[Collected data]
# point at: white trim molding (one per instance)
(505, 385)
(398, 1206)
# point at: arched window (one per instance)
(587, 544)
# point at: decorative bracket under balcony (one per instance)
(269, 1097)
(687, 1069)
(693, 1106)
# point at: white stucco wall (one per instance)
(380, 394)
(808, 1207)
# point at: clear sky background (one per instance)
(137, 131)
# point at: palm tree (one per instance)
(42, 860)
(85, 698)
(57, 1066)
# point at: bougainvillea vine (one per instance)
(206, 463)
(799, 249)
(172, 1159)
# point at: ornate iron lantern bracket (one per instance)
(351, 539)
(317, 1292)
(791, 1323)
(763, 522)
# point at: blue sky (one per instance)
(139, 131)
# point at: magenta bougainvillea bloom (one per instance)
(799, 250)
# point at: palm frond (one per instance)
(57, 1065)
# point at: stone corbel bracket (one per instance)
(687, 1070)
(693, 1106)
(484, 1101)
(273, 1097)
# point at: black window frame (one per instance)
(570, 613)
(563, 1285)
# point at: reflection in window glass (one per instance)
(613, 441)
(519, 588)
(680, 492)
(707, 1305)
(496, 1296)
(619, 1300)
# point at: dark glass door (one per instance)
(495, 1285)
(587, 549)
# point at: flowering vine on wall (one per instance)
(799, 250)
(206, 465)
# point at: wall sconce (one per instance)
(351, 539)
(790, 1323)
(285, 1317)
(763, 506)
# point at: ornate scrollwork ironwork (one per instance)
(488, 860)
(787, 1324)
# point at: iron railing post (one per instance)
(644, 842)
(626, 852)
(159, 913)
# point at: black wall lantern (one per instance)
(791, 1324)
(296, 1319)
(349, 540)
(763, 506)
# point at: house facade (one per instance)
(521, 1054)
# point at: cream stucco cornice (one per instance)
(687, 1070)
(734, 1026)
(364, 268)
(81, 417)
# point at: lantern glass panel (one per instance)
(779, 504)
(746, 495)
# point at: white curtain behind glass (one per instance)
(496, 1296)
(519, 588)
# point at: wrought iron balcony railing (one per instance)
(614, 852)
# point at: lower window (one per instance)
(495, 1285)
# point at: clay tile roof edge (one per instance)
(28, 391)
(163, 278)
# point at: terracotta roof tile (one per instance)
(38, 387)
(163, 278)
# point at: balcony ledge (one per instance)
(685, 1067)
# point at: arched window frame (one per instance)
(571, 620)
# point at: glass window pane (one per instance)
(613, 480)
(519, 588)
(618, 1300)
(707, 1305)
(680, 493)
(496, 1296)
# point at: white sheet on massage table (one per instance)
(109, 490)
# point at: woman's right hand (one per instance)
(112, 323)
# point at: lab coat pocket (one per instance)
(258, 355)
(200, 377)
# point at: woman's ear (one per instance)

> **Task description**
All of the data above needs to be retyped exactly, with each line as it stands.

> **Solution to the exercise**
# point at: white trim molding (one per instance)
(505, 385)
(398, 1206)
# point at: arched window (one per instance)
(587, 544)
# point at: decorative bracket under balcony (one per instance)
(269, 1097)
(687, 1069)
(693, 1106)
# point at: white stucco wall (one per instance)
(380, 394)
(808, 1207)
# point at: clear sky background (one per instance)
(137, 131)
# point at: palm tree (one per instance)
(42, 860)
(85, 698)
(57, 1066)
# point at: bougainvillea vine (one per instance)
(206, 463)
(799, 249)
(172, 1159)
# point at: ornate iron lantern bracket (one per instance)
(351, 539)
(317, 1292)
(791, 1323)
(763, 522)
# point at: blue sky (one per instance)
(139, 131)
# point at: magenta bougainvillea bloom (one per instance)
(799, 250)
# point at: palm frond (one per instance)
(57, 1065)
# point at: stone corbel bracket (one per instance)
(687, 1070)
(693, 1106)
(484, 1101)
(273, 1097)
# point at: black window frame (one per instance)
(570, 613)
(563, 1285)
# point at: reflection in window glass (one per instance)
(613, 441)
(519, 588)
(680, 492)
(707, 1305)
(496, 1296)
(619, 1300)
# point at: dark glass door (one per instance)
(495, 1285)
(587, 549)
# point at: flowering vine on wall (one per instance)
(799, 250)
(206, 465)
# point at: wall sconce (one per instance)
(351, 539)
(790, 1323)
(285, 1317)
(763, 506)
# point at: ornate scrollwork ironwork (one per instance)
(488, 860)
(787, 1324)
# point at: iron railing post (one per instance)
(644, 842)
(626, 852)
(159, 913)
# point at: black wall lantern (one per instance)
(791, 1324)
(296, 1319)
(349, 540)
(763, 506)
# point at: house facade (one per instance)
(521, 1054)
# point at: cream stucco cornice (one per instance)
(687, 1070)
(734, 1026)
(364, 268)
(81, 417)
# point at: lantern glass panel (one per instance)
(779, 504)
(746, 495)
# point at: white curtain behind glass (one per instance)
(496, 1296)
(519, 588)
# point at: wrought iron balcony railing (one per instance)
(614, 852)
# point at: lower window (one per instance)
(495, 1285)
# point at: clay tile roof edge (one per instance)
(28, 391)
(163, 278)
# point at: terracotta roof tile (one per instance)
(38, 387)
(163, 278)
# point at: balcony ledge (one per instance)
(685, 1067)
# point at: arched window frame (one per instance)
(571, 620)
# point at: glass window pane (one per instance)
(613, 480)
(519, 588)
(618, 1300)
(707, 1305)
(680, 493)
(496, 1296)
# point at: white sheet on massage table (one per instance)
(109, 490)
# point at: woman's right hand (one per instance)
(112, 323)
# point at: lab coat pocket (one per instance)
(258, 355)
(200, 377)
# point at: woman's ear (one per instance)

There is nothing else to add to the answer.